◆ **Consigne brève a**
Résumez en deux phrases le texte sur Mercury Release.

◆ **Page**
Daniel Turner : Mercury Release
Mercury Release est la quatrième version d’une action que Daniel Turner a exécutée pour la première fois en 2009. Il s’agit de détacher quelques tubes fluorescents du plafond du centre d’art ou de la galerie et de les laisser choir sur le sol, avec pour effet de libérer la vapeur de mercure qui s’y trouve. La sculpture éphémère est constituée des nombreux éclats répandus au sol. Dans cette version de 2025, deux des tubes sur les six formant l’éclairage ont été sacrifiés et une boîte couverte de tissu gris a été fabriquée pour recueillir deux des fixations. La longueur de la boîte semble avoir été déterminée par la longueur des informations (nom de l’artiste, titre, matériaux) indiquées sur une seule ligne. Cette action occupe une place à part dans l’œuvre de Daniel Turner, elle revêt pour lui une importance particulière, et laisse assez largement ouverte la question de son interprétation. Interrogé sur une éventuelle filiation avec Michael Asher et la façon dont celui-ci a pu faire du lieu d’exposition le sujet de l’œuvre, l’artiste répond : « le défi dans mon propre travail a été de trouver une voie vers une composition qui non seulement traite de la structure de l’espace d’exposition mais s’étend également au-delà de la critique institutionnelle vers une constellation de hasard ». De fait, si, de façon générale, le travail de Daniel Turner se traduit par une transformation d’objets significatifs d’un lieu (hôpital psychiatrique, prison, etc…) en œuvres minimalistes, qui en gardent la mémoire comme une forme d’énergie, avec Mercury Release, il se déplace vers d’autres histoires et généalogies. Dans cette sollicitation du hasard et l’allusion à l’alchimie, on peut penser à Marcel Duchamp, alors que la sculpture par dispersion évoque les projections de plomb de Richard Serra. C’est une œuvre en deux temps au moins, celui du lâcher et celui de l’exposition. Sa temporalité est d’importance égale à sa matérialité. La chute annoncée des quatre tubes à la fin de l’exposition en sera comme la coda.

◆ **Liste disponible**
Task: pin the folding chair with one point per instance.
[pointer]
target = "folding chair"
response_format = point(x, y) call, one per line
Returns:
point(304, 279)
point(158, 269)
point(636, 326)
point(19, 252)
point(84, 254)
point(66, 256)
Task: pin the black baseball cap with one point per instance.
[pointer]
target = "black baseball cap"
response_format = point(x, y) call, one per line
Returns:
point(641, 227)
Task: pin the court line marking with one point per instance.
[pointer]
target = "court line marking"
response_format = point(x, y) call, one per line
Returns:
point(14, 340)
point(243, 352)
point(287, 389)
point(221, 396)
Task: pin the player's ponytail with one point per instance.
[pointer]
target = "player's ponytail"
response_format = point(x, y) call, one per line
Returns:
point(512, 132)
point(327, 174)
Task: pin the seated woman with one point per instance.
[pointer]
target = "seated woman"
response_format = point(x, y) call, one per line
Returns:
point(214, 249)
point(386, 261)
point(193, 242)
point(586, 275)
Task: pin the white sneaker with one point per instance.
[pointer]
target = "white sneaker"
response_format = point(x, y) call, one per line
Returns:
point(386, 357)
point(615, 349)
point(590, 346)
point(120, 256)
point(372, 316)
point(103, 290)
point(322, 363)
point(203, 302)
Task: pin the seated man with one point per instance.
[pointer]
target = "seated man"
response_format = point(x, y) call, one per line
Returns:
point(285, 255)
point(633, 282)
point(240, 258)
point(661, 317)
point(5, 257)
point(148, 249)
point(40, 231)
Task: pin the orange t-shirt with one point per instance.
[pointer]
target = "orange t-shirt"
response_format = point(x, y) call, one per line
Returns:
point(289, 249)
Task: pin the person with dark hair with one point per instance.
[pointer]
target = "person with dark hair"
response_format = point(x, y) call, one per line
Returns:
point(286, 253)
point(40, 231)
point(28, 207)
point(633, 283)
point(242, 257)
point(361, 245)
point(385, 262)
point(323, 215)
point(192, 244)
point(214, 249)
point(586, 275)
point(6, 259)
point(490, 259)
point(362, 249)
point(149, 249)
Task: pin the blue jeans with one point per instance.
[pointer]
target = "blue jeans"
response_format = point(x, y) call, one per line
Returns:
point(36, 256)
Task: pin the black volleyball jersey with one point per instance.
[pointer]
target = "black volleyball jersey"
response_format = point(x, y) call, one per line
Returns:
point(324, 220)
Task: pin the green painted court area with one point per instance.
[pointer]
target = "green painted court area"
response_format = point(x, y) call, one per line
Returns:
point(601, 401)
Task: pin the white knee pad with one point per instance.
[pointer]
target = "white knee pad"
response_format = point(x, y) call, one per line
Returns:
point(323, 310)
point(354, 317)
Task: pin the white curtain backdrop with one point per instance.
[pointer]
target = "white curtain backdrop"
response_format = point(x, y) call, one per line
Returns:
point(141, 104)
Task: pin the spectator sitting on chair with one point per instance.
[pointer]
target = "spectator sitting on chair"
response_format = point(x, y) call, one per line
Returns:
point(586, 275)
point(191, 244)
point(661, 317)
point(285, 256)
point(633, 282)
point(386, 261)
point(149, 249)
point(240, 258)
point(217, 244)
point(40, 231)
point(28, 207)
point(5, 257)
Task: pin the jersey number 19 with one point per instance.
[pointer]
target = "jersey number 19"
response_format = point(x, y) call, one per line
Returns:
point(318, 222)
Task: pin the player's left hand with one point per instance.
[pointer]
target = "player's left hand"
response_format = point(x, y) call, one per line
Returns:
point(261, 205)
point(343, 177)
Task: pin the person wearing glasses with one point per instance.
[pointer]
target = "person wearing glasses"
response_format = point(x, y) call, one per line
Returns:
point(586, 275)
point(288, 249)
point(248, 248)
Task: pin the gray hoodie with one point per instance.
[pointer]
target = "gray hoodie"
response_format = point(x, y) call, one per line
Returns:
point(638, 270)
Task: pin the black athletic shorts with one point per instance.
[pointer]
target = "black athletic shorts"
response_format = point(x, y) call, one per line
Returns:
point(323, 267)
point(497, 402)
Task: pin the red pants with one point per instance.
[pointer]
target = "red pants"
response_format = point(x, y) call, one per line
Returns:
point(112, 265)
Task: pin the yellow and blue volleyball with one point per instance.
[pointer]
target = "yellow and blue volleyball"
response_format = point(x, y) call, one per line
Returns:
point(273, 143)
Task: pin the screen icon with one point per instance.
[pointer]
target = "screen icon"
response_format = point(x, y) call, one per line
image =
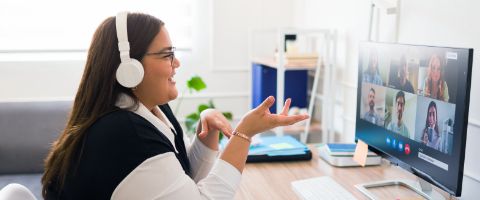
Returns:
point(407, 149)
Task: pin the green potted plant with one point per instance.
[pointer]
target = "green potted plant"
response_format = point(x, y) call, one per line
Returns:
point(196, 84)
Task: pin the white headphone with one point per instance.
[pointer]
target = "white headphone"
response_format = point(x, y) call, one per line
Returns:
point(130, 71)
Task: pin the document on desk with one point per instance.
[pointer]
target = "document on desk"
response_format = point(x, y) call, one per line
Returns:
point(277, 148)
point(361, 153)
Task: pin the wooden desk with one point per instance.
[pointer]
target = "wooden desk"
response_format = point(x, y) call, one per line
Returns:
point(272, 180)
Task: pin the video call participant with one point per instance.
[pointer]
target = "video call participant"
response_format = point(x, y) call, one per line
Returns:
point(434, 85)
point(398, 126)
point(371, 115)
point(402, 82)
point(122, 140)
point(431, 136)
point(371, 74)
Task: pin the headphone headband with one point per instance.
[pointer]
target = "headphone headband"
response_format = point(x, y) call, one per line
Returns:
point(122, 35)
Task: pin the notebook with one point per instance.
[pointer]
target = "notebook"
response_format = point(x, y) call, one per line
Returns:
point(277, 148)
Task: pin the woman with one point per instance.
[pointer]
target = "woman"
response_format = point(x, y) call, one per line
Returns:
point(371, 74)
point(434, 85)
point(431, 136)
point(122, 141)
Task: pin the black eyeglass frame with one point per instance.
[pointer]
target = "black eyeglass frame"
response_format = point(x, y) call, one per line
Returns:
point(170, 53)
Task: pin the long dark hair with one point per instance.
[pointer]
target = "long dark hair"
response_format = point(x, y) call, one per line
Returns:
point(434, 105)
point(97, 92)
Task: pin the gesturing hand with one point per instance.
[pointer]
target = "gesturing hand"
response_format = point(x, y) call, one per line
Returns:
point(213, 121)
point(260, 119)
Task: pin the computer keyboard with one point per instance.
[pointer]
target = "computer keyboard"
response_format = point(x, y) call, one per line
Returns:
point(321, 188)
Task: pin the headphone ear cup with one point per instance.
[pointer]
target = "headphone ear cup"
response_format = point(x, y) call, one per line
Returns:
point(130, 74)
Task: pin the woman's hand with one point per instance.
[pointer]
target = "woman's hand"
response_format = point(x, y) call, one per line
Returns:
point(260, 119)
point(211, 122)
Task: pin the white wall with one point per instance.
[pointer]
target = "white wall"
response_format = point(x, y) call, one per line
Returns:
point(449, 23)
point(430, 22)
point(219, 54)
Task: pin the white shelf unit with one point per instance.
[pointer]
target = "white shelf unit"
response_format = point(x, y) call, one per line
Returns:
point(326, 48)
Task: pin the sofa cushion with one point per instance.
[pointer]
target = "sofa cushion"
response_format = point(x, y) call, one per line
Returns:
point(27, 129)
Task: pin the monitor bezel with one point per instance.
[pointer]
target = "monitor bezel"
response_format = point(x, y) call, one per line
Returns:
point(463, 122)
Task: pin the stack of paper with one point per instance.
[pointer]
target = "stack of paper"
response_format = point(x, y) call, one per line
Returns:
point(341, 155)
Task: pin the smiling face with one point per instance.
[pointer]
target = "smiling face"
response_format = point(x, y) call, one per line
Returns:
point(158, 85)
point(400, 108)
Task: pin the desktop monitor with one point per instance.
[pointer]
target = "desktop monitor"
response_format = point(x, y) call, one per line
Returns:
point(412, 108)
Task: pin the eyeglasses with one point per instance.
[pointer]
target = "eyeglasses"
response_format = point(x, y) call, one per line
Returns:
point(165, 53)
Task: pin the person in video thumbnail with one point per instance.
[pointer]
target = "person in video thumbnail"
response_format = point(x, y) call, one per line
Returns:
point(398, 126)
point(370, 115)
point(431, 136)
point(434, 85)
point(371, 74)
point(402, 82)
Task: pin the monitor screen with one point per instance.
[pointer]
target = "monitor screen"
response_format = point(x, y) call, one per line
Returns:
point(412, 107)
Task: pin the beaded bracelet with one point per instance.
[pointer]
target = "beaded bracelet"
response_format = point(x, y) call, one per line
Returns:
point(236, 133)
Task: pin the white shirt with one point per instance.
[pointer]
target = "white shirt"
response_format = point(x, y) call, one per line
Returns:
point(162, 176)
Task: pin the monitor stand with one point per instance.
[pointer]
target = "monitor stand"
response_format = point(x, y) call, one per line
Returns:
point(421, 187)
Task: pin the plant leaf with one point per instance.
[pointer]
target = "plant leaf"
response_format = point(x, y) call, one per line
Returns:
point(196, 83)
point(210, 103)
point(202, 107)
point(228, 115)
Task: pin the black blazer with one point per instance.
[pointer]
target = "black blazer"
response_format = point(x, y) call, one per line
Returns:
point(112, 148)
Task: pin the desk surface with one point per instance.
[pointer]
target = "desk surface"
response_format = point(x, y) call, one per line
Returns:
point(272, 180)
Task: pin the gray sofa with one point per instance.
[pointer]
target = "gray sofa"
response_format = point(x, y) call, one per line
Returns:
point(27, 130)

◆ **Consigne brève b**
Restituez en CSV à deux colonnes, « consigne » et « réponse », ce qui, dans la liste, va de la ligne contenant "Task: pin the player's ponytail" jusqu'à celle contenant "point(327, 174)", toutes deux incluses. Mettez chaque champ entre guillemets et remplacez les sauts de ligne par des espaces.

◆ **Réponse complète a**
Mercury Release est une action que Daniel Turner a exécutée pour la première fois en 2009 : il détache quelques tubes fluorescents du plafond et les laisse choir sur le sol, et les nombreux éclats répandus constituent une sculpture éphémère. Dans la version de 2025, deux des six tubes ont été sacrifiés, et l'œuvre se joue en deux temps au moins, celui du lâcher et celui de l'exposition, la chute annoncée des quatre tubes à la fin de l'exposition devant en être comme la coda.

◆ **Réponse complète b**
consigne,réponse
"Task: pin the player's ponytail with one point per instance. [pointer] target = ""player's ponytail"" response_format = point(x, y) call, one per line Returns:","point(512, 132) point(327, 174)"